> WHAT TO PRODUCE
Could you print the entries below exactly, starting at the line that contains "occurrences of tall" and stopping after the last one?
[Start of Attachment]
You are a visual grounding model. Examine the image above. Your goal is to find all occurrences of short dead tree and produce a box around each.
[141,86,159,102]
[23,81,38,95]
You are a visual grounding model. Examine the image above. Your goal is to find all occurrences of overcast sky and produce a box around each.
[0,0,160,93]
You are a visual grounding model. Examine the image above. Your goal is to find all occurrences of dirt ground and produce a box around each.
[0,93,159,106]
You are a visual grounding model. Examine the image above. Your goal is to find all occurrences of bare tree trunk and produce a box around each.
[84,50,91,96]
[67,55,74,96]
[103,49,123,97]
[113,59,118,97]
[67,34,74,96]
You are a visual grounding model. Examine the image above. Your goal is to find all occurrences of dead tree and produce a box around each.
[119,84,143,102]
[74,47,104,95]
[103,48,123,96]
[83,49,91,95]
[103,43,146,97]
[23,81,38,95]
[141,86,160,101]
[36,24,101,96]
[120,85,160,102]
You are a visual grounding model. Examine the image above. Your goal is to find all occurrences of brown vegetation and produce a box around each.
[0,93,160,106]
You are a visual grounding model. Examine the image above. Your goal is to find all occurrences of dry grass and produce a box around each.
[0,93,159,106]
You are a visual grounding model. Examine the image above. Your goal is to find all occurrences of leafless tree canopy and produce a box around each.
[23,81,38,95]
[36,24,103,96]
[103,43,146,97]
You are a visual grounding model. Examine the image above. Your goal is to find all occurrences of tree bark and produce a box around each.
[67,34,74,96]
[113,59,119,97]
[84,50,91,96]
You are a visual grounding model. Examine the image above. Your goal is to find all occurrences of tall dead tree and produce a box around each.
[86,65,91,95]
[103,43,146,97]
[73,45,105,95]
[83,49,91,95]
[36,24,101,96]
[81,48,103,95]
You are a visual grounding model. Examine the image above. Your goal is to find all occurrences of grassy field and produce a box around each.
[End of Attachment]
> FINISHED EXERCISE
You are a visual grounding model. Examine the image above. Your goal is to find all occurrences of tall dead tree and produce a box around each.
[86,65,91,95]
[103,43,146,97]
[73,45,105,95]
[83,49,91,95]
[36,24,101,96]
[81,48,103,95]
You are a visual grounding model. Examine the image above. Your goal is to find all occurrences of grassy field and produce a box around each.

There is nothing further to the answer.